- DOCUMENT SEGMENT
———
Harold Hongju Koh (born December 8, 1954) is an American lawyer and legal scholar who served as the legal adviser of the Department of State in the Obama administration. He was nominated to this position by President Barack Obama on March 23, 2009, and confirmed by the Senate on June 25, 2009.  He left the State Department in January 2013, returning to Yale University as a Sterling Professor of international law. He was elected to the American Philosophical Society in 2007.

Early life and family
Koh was born in Boston, Massachusetts. His parents grew up in Korea under Japanese rule in an area that later became part of North Korea. He has described his family thus:

They grew up under Japanese colonial rule, forbidden to speak Korean or even to use their Korean names. When their country was divided after World War II, my mother and her family were trapped in North Korea. In desperation, they hiked for days to the border to be picked up and were brought back to Seoul. But even there, they lived under dictatorship. For less than a year in the 1960s, (South) Korea enjoyed democracy. My father joined the diplomatic corps. But one day, tanks rolled and a coup d'etat toppled the government, leaving us to grow up in America.
———
- CHALLENGES
1 – According to the Harold Koh biography, on what date did the Senate confirm him as legal adviser?
2 – Edit the Harold Koh biography, giving everything from "They grew up" down to "up in America." again with "diplomatic corps" replaced by "foreign service".
3 – List every date in the Harold Koh biography that includes a day, a month and a year.
The records have no part in any of this.

- INFORMATION SUPPLIED
———
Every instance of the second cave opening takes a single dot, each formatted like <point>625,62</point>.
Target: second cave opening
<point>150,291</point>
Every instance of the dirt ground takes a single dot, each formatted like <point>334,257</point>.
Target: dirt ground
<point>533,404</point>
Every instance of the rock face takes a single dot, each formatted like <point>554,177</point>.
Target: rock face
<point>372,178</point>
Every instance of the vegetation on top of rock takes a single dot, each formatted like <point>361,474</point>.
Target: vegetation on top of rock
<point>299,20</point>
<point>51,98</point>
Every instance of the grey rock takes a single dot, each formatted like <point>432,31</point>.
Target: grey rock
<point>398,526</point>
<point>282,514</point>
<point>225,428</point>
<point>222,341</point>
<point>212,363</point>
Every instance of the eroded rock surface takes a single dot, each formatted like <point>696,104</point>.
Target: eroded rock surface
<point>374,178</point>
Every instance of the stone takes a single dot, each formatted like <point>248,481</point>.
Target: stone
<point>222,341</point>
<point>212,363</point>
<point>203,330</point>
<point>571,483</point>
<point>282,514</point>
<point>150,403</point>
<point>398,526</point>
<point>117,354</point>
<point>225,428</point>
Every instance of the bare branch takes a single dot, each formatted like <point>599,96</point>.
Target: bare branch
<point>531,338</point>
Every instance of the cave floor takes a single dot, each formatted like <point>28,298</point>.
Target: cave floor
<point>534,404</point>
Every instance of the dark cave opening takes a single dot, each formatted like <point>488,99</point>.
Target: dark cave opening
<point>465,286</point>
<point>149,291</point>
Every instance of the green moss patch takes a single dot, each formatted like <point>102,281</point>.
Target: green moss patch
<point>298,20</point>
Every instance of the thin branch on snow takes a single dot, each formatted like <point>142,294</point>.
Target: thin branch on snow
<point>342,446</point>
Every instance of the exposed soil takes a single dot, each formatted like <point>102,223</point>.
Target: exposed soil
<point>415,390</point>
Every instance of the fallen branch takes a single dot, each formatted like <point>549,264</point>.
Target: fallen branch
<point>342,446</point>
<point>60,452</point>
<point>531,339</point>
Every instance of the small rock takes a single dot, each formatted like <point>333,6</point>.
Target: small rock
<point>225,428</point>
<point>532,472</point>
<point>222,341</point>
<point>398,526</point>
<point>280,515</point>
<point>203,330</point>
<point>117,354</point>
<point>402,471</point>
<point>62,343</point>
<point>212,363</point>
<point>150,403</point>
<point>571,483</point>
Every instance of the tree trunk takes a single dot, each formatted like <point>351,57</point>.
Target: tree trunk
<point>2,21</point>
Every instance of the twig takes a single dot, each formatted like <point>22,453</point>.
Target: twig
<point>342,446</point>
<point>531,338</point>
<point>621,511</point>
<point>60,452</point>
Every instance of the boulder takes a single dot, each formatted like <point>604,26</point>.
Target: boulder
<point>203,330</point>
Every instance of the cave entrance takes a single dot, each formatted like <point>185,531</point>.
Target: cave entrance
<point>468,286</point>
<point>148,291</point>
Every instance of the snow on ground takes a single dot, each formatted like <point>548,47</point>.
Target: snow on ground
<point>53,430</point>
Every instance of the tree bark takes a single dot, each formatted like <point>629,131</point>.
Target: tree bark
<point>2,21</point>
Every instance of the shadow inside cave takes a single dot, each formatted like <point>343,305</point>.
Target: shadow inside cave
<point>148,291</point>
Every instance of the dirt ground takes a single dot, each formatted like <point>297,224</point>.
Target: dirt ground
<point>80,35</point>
———
- ANSWERS FOR THE TASKS
1 – June 25, 2009

2 –
They grew up under Japanese colonial rule, forbidden to speak Korean or even to use their Korean names. When their country was divided after World War II, my mother and her family were trapped in North Korea. In desperation, they hiked for days to the border to be picked up and were brought back to Seoul. But even there, they lived under dictatorship. For less than a year in the 1960s, (South) Korea enjoyed democracy. My father joined the foreign service. But one day, tanks rolled and a coup d'etat toppled the government, leaving us to grow up in America.

3 – December 8, 1954; March 23, 2009; June 25, 2009